CHALLENGE -> Scale the records from their first line through the line containing "[429,105,512,213]", both ends included. Reproduce each of these lines, requests included, with every bounding-box coordinate in the answers multiplied by 2.3 and rounded to a whole number, halves rounded up.

PROVIDED MATERIAL ->
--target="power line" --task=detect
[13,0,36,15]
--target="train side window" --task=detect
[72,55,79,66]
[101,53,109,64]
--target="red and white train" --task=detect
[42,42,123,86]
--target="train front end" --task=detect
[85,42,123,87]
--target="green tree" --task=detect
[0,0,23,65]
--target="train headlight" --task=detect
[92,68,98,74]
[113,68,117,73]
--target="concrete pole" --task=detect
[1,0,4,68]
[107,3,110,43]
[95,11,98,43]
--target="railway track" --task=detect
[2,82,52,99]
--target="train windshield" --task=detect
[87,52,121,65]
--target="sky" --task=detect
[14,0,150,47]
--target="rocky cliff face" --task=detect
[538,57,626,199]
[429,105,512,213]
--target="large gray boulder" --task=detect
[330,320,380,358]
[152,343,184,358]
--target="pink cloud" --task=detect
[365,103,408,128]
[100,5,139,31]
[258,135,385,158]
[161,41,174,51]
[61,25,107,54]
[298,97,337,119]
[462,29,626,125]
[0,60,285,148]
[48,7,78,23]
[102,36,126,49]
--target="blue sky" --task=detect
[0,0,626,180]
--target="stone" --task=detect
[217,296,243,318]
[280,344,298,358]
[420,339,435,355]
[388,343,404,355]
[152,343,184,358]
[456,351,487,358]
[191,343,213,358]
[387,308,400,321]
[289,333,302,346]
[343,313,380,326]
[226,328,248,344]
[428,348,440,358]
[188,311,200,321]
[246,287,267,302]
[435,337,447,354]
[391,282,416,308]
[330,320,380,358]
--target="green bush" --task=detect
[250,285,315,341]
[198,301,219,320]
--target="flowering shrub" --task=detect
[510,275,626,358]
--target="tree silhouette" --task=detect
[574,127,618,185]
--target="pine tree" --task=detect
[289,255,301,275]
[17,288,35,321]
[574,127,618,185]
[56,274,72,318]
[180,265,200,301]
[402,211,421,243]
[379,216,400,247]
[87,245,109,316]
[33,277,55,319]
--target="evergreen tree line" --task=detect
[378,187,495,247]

COMPLETED EXERCISE ->
--target="power line" --task=detect
[30,0,83,35]
--target="train side window" --task=detect
[166,127,182,152]
[232,122,251,147]
--target="red and white train" --task=detect
[97,97,283,198]
--target="train front end" --task=detect
[196,97,283,200]
--target="green tree" --task=detect
[0,0,53,150]
--target="train headlight" --task=detect
[212,156,225,170]
[260,156,269,168]
--target="concrete pole" --task=detect
[2,0,9,156]
[246,7,253,99]
[219,25,225,99]
--target="railway track" --task=detect
[5,189,120,228]
--target="train windshield" --task=detect
[200,120,278,150]
--target="sky" --task=detect
[32,0,345,108]
--target="rocky cliff face" --task=detect
[1237,131,1440,458]
[987,242,1178,490]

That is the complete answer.